→ Given passage
____________

Botox is a purified neurotoxin called batulium toxin type A. It is produced by bacteria called Clostridium botulimum.
It’s effects have been known for centuries due to food poisoning and subsequent paralysis. Botox is ingeniously purified in small controlled amounts for therapeutic use to treat spasticity in different muscle groups of the body.
It was used in the 1980s by Dr. Scott strabismus (deviation of eyes). In Dec. 1989, it was approved by the FDA for the treatment strabismus and facial spasms. In 2002, the FDA approved it for facial wrinkles. In Nov, 2010, it was approved for the treatment of migraine headaches.
It has been indicated for dystonic spastic conditions like strabismus , involuntary closure of eyes, heavy facial spasms, neck muscle spasms (torticollus), spasm of the vocal cords, spasmodic dysphonia, spasticity following strokes/
In Oct, 2010, it was approved for migraine headaches. Those migraine headaches which do not respond to traditional pharmacological treatment.
It also has been approved for increased perspiration in the armpits (auxilliary hyper hydrosis).
In the muscle, botox bind the nerve endings and inhabit the release of chemical transmitter to actuate muscle contraction, so basically, it blocks the contraction message transmission from the nerve endings to the muscle, however, the nerve endings grow new connections in 3-4 months, so treatment may need to be repeated.
Once the spasmodic muscle is identified, the botox is directly injected into the muscle mass by a small needle. The dose of the botox is adjusted for each condition and the size of the muscles. For migraine headaches, the injections are done along the frontal hariline, temporalis muscles.
If the headaches are in the back of the head, the injections are done in the neck muscles along the oxipital nerve in the base of the skull. Botox also has been used successfully for the lower back spasms in the lumbar spine.
Botox therapy is a safe and effective when used by a qualified physician. However, some patients may experience temporary weaknesses in the muscle group that received botox. Other rare side effects include: flu-like symptoms, difficulty in speaking, breathing, and swallowing. Blurry vision has been reported by some patients.
Botox may take 7-10 days to make its full effect. Patient needs to follow up in the physician’s office in 3-4 weeks after the injection for further assessment and future treatment recommendations.

____________

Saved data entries

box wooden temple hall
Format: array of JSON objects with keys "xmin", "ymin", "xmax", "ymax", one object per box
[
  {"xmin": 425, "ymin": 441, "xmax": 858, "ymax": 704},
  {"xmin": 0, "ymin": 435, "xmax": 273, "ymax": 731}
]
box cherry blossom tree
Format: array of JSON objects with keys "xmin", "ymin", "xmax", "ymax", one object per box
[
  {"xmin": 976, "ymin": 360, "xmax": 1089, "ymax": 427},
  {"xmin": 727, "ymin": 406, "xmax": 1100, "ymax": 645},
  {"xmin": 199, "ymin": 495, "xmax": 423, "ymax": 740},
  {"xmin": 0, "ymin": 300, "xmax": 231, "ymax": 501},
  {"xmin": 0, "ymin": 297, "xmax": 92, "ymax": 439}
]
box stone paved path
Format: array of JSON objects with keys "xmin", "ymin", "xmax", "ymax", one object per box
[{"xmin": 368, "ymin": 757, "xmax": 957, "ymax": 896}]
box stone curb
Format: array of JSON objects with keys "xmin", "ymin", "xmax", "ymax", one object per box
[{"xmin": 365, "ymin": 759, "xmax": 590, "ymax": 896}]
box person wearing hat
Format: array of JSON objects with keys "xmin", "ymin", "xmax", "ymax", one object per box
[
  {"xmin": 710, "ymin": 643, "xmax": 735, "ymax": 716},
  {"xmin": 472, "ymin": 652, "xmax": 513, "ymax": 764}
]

____________

→ Your goal
Answer these questions from the Botox passage:
1. In what year did the FDA approve Botox for facial wrinkles?
2. How long may Botox take to reach its full effect?
3. How soon after the injection should the patient follow up in the physician's office?
These records were taken from a different source than the text.

→ Answer area
1. 2002
2. 7-10 days
3. 3-4 weeks after the injection